◆ **WRITTEN REQUEST**
Continue the agent-native command reference below from the point where it stops.

Skip to main content
agent-native provides a comprehensive set of commands for automating macOS applications through the Accessibility API. Commands are organized into logical categories for different automation tasks.

Command categories

Discovery commands

Find and explore application UI elements:
  • apps - List all running GUI applications
  • find - Search for elements matching specific criteria
  • inspect - View detailed element attributes and actions
  • tree - Display the accessibility hierarchy
  • snapshot - Create an interactive element reference map

Interaction commands

Perform actions on UI elements:
  • click - Click buttons and interactive elements
  • fill - Clear and fill text fields
  • type - Type text into elements
  • check / uncheck - Toggle checkboxes
  • select - Choose options from dropdowns
  • focus - Set keyboard focus
  • hover - Move cursor to element
  • action - Execute arbitrary accessibility actions

State commands

Read element properties and values:
  • get text - Extract text content
  • get value - Read input values
  • get attr - Query specific attributes
  • get title - Get window title
  • is enabled - Check if element is enabled
  • is focused - Check if element has focus

Wait commands

Pause execution until conditions are met:
  • wait - Wait for element to appear with timeout

Keyboard commands

Send keyboard input:
  • key - Send keystrokes and shortcuts
  • paste - Paste clipboard or file content

Screenshot commands

Capture visual output:
  • screenshot - Capture app window images

Common patterns

Using element references

Many commands support @ref syntax for targeting elements from a snapshot:
# Create snapshot with refs
agent-native snapshot Safari

# Use refs in commands
agent-native click @n42
agent-native fill @n15 "[email protected]"

◆ **DATA EXCERPTS**
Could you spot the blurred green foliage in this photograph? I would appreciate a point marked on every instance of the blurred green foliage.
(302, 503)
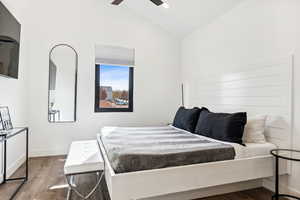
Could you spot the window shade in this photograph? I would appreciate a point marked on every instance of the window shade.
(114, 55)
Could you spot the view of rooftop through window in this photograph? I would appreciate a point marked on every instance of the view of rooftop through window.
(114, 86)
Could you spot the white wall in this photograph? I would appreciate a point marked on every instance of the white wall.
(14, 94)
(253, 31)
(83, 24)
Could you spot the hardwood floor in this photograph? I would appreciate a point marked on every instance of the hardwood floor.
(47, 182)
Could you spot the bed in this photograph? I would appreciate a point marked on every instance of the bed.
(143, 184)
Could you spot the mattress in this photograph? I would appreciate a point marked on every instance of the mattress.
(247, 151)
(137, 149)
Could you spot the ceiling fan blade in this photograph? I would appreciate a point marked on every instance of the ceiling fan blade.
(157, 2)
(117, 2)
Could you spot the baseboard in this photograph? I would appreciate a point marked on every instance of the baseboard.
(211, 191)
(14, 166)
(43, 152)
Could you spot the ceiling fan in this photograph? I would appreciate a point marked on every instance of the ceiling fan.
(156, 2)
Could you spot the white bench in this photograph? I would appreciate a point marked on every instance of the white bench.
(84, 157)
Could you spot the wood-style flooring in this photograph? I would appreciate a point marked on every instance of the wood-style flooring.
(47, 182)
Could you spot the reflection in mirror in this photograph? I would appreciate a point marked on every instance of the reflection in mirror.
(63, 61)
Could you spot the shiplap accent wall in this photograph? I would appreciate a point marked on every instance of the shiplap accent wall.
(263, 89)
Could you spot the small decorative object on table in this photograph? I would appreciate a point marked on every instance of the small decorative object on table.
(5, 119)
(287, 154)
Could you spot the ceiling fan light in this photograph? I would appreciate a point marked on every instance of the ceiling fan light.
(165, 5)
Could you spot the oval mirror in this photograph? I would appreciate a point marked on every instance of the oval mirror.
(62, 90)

...

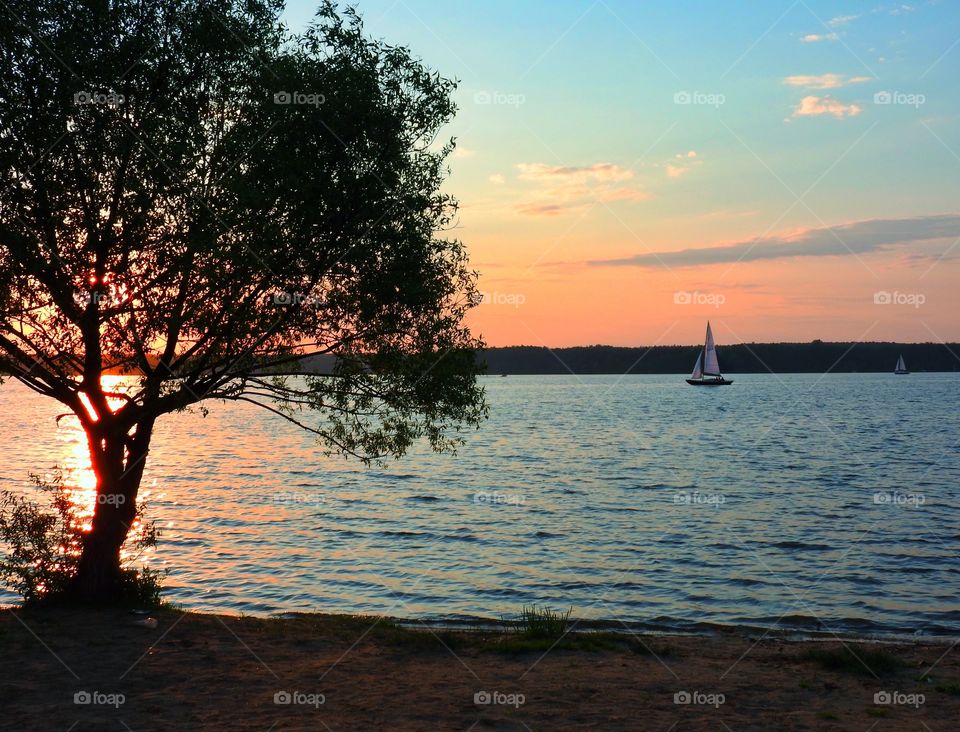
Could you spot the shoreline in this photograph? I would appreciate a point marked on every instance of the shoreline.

...

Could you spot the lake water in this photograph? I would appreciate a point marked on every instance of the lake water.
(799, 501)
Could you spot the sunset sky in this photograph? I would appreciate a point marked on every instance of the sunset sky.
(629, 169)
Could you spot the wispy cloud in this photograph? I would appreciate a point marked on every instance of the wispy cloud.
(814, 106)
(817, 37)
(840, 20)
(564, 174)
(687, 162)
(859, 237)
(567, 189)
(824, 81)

◆ **WRITTEN ANSWER**
agent-native get text @n8

Filter-based element selection

Commands accept filters to locate elements:
# By role
agent-native click Safari --role Button --title "Submit"

# By label
agent-native fill Safari --label "Email" "[email protected]"

# By identifier
agent-native click Safari --identifier "login-button"

# Multiple filters
agent-native find Safari --role TextField --label "Password"

JSON output

Most commands support --json flag for structured output:
agent-native apps --format json
agent-native click @n5 --json
agent-native get value @n10 --json

Command syntax

Target specification

Commands use two target types:
@ref
string
Element reference from snapshot (e.g., @n1, @n42)
app
string
Application name or bundle identifier (e.g., Safari, com.apple.Safari)

Common options

These options appear across multiple commands:
--role
string
Filter by accessibility role (e.g., Button, TextField, CheckBox)
--title
string
Filter by element title (substring match)
--label
string
Filter by accessibility label (substring match)
--identifier
string
Filter by accessibility identifier (substring match)
--index
integer
default:"0"
Which matching element to use (0-indexed)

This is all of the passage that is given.